MATERIAL PROVIDED =>
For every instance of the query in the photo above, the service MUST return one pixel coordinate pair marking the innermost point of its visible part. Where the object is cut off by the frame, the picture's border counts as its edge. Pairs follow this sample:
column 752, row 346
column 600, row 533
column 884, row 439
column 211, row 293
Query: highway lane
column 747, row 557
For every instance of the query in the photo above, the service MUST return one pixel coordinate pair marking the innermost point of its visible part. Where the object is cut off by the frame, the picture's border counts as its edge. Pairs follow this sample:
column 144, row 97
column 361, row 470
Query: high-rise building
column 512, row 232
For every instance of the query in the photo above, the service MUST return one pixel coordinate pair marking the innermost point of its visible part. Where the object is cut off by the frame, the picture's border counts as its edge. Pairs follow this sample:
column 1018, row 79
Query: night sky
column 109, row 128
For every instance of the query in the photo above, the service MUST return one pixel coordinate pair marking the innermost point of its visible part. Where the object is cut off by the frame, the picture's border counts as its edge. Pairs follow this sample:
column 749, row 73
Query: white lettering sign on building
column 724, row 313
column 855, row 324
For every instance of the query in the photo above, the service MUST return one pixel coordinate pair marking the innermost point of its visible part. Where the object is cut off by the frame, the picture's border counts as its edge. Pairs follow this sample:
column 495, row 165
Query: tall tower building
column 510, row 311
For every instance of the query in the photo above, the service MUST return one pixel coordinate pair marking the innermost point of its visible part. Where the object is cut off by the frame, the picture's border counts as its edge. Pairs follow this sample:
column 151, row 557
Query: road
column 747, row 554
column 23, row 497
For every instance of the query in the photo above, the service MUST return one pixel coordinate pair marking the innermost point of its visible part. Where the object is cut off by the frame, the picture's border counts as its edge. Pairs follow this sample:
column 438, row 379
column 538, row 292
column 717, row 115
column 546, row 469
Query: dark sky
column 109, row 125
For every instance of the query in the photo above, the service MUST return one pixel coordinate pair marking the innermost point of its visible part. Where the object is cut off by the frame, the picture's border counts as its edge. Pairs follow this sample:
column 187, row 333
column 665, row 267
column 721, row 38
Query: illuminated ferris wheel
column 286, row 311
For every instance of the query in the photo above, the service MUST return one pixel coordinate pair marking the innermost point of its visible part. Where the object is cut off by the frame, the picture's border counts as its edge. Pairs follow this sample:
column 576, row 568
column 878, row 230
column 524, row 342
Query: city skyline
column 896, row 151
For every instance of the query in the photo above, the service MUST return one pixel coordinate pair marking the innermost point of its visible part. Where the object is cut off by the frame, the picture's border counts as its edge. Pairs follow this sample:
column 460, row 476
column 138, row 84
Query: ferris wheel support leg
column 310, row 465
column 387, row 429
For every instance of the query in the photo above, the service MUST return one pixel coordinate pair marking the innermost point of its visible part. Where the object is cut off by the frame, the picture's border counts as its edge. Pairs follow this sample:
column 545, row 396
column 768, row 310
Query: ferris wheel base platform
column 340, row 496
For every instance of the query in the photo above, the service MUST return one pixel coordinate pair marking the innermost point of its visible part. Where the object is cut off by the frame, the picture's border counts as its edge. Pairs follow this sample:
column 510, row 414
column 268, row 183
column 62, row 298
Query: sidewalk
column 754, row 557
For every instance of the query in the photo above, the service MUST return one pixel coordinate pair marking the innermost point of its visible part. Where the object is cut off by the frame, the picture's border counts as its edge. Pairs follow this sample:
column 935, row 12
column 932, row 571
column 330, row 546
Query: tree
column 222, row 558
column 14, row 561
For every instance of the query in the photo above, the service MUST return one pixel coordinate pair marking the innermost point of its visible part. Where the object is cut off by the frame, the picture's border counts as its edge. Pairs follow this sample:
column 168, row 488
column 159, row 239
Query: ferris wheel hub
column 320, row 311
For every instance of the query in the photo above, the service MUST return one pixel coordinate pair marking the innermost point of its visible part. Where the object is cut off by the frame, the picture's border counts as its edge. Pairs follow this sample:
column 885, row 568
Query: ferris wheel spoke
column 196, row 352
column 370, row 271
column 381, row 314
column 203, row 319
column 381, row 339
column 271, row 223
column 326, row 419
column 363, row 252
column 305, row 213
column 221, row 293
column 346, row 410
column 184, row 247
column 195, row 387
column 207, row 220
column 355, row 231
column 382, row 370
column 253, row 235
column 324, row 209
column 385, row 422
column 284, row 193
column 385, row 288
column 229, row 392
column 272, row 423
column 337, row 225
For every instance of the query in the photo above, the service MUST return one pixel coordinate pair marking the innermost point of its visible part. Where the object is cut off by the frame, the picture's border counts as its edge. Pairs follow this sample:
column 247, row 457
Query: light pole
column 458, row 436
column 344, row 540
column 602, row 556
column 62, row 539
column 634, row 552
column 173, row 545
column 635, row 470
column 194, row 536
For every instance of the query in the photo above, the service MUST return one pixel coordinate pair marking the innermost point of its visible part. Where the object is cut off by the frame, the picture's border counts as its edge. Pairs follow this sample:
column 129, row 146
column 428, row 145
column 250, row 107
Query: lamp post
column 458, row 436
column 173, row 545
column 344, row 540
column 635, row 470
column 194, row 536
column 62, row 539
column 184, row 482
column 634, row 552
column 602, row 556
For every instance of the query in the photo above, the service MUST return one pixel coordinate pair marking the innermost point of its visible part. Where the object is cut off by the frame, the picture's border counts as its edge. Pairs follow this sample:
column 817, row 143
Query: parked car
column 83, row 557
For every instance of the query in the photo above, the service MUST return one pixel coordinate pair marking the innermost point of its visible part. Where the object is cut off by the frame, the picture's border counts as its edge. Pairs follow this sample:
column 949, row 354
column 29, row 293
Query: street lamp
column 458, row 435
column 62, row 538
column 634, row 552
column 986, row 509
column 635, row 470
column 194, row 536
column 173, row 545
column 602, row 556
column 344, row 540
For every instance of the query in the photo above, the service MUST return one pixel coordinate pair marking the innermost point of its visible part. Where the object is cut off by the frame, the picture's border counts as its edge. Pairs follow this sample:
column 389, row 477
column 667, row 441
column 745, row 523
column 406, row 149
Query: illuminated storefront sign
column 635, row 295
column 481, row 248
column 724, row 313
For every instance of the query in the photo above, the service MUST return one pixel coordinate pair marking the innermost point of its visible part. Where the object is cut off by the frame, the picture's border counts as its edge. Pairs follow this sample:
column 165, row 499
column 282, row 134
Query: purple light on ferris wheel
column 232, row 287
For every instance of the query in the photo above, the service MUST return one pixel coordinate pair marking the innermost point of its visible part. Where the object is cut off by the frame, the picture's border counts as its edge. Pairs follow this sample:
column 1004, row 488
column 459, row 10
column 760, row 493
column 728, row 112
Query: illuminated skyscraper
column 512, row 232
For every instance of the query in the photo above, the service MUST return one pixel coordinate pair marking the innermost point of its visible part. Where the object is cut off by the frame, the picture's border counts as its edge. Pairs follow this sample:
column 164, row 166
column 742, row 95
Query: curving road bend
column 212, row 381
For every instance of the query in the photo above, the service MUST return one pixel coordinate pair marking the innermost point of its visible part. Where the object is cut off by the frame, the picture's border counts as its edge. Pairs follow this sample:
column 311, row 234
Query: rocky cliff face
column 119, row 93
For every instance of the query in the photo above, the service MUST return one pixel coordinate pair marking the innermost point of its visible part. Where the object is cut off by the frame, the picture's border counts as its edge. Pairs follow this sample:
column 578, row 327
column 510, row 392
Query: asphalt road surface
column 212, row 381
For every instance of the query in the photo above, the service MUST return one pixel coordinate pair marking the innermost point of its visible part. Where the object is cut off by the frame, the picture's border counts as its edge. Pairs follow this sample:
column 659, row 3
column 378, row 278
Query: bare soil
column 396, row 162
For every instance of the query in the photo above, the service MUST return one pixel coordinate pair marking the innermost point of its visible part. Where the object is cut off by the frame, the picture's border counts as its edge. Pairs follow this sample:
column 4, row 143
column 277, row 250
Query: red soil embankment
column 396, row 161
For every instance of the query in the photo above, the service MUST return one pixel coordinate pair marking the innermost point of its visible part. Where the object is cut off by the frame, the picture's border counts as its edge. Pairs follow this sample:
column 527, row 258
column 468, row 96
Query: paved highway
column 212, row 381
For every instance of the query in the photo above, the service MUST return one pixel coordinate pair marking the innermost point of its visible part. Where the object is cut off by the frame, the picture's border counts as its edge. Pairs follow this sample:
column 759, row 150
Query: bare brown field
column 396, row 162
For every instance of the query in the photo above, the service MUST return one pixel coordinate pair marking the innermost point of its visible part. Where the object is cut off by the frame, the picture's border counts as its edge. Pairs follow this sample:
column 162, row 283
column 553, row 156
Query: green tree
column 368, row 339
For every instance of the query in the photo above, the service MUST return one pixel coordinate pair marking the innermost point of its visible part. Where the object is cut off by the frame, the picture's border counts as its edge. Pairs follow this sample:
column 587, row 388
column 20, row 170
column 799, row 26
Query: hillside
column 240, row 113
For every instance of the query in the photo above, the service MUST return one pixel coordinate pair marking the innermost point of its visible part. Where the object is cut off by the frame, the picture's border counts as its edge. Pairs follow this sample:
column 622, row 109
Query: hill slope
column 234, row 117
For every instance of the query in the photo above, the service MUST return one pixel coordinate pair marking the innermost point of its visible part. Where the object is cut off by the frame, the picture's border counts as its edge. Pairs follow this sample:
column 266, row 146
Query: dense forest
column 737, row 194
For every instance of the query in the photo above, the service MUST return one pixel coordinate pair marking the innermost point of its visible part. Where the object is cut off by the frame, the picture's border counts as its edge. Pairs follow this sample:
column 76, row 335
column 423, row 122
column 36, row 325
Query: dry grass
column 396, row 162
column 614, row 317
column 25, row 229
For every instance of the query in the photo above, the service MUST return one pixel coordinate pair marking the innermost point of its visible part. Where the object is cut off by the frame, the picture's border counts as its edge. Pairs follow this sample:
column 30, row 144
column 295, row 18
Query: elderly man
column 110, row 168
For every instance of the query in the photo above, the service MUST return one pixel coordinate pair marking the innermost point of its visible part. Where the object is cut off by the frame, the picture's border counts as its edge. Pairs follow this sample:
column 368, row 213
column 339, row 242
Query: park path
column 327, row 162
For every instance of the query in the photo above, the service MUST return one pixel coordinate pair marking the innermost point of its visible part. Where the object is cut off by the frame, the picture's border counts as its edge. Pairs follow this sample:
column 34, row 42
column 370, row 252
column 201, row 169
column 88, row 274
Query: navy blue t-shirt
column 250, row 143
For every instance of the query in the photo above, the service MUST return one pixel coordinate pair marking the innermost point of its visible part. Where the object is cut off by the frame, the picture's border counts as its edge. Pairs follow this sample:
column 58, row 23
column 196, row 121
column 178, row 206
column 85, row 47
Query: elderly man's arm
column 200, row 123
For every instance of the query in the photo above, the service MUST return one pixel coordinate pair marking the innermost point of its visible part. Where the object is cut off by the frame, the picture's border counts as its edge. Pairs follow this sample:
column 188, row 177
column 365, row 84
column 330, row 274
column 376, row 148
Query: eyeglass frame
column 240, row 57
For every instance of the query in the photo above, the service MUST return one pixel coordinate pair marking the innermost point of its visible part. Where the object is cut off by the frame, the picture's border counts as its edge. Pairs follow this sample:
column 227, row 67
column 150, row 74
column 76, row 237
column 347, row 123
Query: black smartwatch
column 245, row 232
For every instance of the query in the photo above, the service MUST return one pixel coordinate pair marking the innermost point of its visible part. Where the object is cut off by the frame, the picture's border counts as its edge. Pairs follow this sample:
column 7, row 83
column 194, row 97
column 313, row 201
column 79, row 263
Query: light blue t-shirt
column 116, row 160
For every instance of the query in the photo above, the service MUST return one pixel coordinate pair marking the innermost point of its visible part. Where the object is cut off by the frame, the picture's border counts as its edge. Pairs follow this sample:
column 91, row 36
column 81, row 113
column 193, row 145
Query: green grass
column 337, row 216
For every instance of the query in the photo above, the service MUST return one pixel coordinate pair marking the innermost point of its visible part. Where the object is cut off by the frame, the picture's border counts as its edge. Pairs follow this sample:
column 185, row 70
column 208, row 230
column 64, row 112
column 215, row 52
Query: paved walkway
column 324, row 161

WHAT THE TASK ASKS => Retype the records above exactly, from their first line through the line that contains "column 884, row 439", and stop there.

ANSWER BOX =>
For every instance of the query in the photo above, the service MUST return one pixel coordinate pair marking the innermost point of its visible part. Where the object is cut off by the frame, the picture's border counts as its edge. Pairs follow this sample:
column 752, row 346
column 600, row 533
column 884, row 439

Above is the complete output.